*TASK DESCRIPTION*
Without the pictures, return each record as it appears.
** START OF GIVEN DATA **
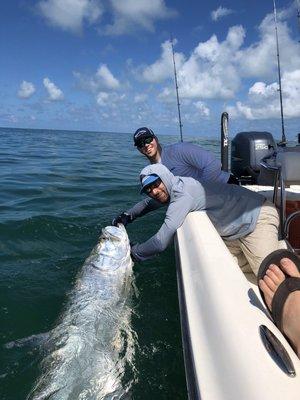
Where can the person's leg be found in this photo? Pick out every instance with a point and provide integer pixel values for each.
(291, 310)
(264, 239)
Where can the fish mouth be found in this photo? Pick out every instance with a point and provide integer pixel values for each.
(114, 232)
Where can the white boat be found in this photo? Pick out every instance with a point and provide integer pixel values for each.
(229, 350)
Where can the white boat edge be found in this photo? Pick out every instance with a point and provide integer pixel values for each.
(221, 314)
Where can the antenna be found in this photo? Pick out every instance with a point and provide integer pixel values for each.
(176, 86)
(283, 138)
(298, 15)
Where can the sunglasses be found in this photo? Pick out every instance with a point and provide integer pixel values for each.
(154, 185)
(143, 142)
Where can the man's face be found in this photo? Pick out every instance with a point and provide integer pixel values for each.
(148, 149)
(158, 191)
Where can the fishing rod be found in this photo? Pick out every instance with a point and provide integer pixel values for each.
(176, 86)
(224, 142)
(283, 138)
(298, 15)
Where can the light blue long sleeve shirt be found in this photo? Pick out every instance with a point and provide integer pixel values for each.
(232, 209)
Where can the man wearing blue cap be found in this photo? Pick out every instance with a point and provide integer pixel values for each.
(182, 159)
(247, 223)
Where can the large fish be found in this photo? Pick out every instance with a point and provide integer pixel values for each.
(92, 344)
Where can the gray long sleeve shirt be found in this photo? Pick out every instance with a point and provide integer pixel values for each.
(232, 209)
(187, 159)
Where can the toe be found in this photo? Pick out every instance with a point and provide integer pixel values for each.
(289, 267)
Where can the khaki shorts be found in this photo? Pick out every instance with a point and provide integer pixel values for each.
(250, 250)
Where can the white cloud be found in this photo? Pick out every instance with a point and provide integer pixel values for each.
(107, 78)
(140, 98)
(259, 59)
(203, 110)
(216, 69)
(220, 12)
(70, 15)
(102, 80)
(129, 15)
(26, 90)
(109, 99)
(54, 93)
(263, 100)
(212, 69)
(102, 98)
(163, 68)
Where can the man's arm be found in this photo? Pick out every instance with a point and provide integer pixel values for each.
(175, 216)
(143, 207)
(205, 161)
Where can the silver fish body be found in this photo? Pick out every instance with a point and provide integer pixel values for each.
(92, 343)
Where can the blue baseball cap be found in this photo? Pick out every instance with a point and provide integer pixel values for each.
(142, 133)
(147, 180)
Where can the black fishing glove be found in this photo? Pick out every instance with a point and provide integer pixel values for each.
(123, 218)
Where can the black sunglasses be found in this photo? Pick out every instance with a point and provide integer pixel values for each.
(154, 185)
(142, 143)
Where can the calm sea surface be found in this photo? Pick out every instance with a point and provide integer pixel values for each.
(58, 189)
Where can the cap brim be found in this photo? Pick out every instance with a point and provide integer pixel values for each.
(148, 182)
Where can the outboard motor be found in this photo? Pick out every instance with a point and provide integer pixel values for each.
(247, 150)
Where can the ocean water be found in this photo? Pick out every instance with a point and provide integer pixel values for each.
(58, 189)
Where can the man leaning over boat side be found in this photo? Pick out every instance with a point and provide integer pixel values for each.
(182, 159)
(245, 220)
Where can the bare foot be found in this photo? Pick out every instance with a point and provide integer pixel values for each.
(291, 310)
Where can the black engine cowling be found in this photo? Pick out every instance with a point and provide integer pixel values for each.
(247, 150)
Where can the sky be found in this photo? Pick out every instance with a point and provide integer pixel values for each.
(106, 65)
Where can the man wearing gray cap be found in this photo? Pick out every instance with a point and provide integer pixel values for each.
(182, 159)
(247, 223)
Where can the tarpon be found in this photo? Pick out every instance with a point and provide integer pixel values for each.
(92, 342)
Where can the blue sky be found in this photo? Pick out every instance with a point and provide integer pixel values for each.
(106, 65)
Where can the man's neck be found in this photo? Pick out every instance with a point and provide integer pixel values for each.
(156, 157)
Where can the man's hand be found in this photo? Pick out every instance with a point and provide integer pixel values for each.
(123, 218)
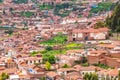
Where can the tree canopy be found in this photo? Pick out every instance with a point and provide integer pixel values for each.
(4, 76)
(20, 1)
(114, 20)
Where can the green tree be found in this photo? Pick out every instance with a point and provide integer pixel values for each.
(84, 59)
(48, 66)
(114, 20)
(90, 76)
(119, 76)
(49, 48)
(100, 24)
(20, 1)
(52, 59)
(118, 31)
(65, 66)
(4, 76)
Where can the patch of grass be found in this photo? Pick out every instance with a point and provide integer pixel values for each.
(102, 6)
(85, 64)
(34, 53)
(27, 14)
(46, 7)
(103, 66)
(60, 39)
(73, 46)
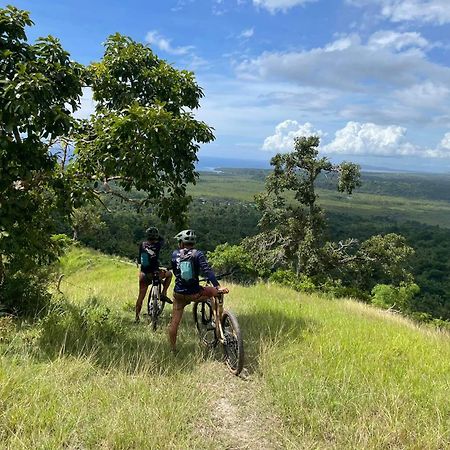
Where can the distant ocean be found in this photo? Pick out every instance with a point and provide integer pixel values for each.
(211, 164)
** END OF GIVEN DATA **
*TASK SOLUTION*
Where can the person's leg be found in this photo? Pick out every instance with a point and provide integer pixel values for each.
(291, 310)
(264, 239)
Where can the fish mouth be found in this photo? Pick out every instance with a point and provide integer pixel values for each.
(114, 232)
Where can the white boat be found in this photo? Pick out every instance with a point and provide integer pixel values for each.
(229, 350)
Where can the white boat edge be found in this photo? Pick out every instance with a point and provide integer pixel values for each.
(221, 314)
Where can the antenna be found in this photo? Pick out every instance with a point and provide integer pixel values for each.
(176, 86)
(283, 138)
(298, 15)
Where can the sunglasses be found in this photo? Pick out every instance with a point and provide integer pixel values for each.
(154, 185)
(143, 142)
Where can the man's face be found in this photo? Pick out every instance with a point and provide integer pixel values for each.
(148, 149)
(158, 191)
Where can the fishing rod be found in this photo? Pick out every instance with a point and provide integer pixel values for each.
(176, 86)
(224, 142)
(283, 138)
(298, 15)
Where can the light blue long sleeve shirt be found in this photo? Pick out every instance with a point and provide integer pixel values for each.
(232, 209)
Where can the man wearing blue cap be found in this photo? Pick out every instance with a point and provide integer pixel values for each.
(182, 159)
(247, 223)
Where can the large fish be found in this photo? Pick out every instance with a point and provide integer pixel values for each.
(92, 344)
Where can the gray long sleeve shirt be found in this photo? Pick out every instance with a point and provide integer pixel values for each.
(232, 209)
(187, 159)
Where can the toe be found in this photo? Pick out every instance with a point and provide integer pixel values for each.
(289, 267)
Where can the khaki shorts be found in this photo? Pick out every instance with a point and provide integer pixel values for each.
(250, 250)
Where can the white cloud be found in this photo? Pick out every instance with a point and provide integer pixel values for each.
(107, 78)
(140, 98)
(259, 59)
(203, 110)
(216, 69)
(220, 12)
(70, 15)
(102, 80)
(129, 15)
(26, 90)
(109, 99)
(54, 93)
(263, 100)
(212, 69)
(102, 98)
(163, 68)
Where can the man's arm be found in this photo? Pick out every instance with a point and provide integer pixel values for each.
(175, 216)
(143, 207)
(205, 161)
Where can the silver fish body be found in this photo? Pick out every instance with a point and provide integer pixel values for each.
(92, 343)
Where can the blue baseball cap be found in this photo? Pick out every instance with a point and provide integer pixel values for each.
(142, 133)
(147, 180)
Where can the black fishing glove be found in this photo? Pick out every instance with a point and provide integer pixel values for each.
(123, 218)
Where can the black sunglasses be found in this photo? Pick out every instance with a point and provide integer pixel values for each.
(154, 185)
(142, 143)
Where can the calm sea surface be found in this photo? Pick out every instance with a point and provide integer pixel values for each.
(58, 189)
Where can the cap brim be found in this photo? Pick out every instance with a point and provide integer pixel values for each.
(148, 182)
Where can the outboard motor be found in this photo? Pick out every instance with a point and provide integer pixel values for each.
(247, 150)
Where can the ocean water be found in this photo? Pick out every instance with a point and provide integer pixel values for each.
(58, 189)
Where can the man leaning over boat side be found in this photo? Pick out every instance with a point and provide integer pixel values for each.
(182, 159)
(245, 220)
Where can the bare foot be found in this photo? Pick out every instance with a point and provide integer pixel values for each.
(291, 310)
Where can the black engine cowling be found in this photo? Pick out every instance with a point and provide integer pixel values for each.
(247, 150)
Where can the sky be found in this photo? Pick out every instance with a point and provide integer pixel values for each.
(106, 65)
Where can the man wearing gray cap be found in this photo? Pick out every instance with a point and provide integer pixel values for each.
(182, 159)
(247, 223)
Where can the tarpon be found in this photo? Pick out every instance with a point and provide integer pixel values for each.
(92, 342)
Where can the blue sky be found in this photo? Pick out every instance with a point and provide integer pixel values for each.
(106, 65)
Where can the man's neck be found in this photo? Pick out every instance with a point and provide integer pixel values for each.
(156, 157)
Where can the man's hand be found in this photo? Pick out every instance with a point and provide integer pixel values for each.
(123, 218)
Where can the tree canopy be found in this photo? Pick out every instance with a point and provide integer pixel values for each.
(4, 76)
(20, 1)
(114, 20)
Where can the green tree be found in this photo? Pick out every instance with a point and provide integer pixel values for each.
(84, 59)
(48, 66)
(114, 20)
(90, 76)
(119, 76)
(49, 48)
(100, 24)
(20, 1)
(52, 59)
(118, 31)
(65, 66)
(4, 76)
Where can the patch of grass be found in this photo? Pick out every instance with a point and provide integer pixel values for each.
(102, 6)
(85, 64)
(34, 53)
(27, 14)
(46, 7)
(103, 66)
(60, 39)
(73, 46)
Where can the distant ocean be found in this photo? Pick out every instance with a point and provide integer pixel values for each.
(211, 164)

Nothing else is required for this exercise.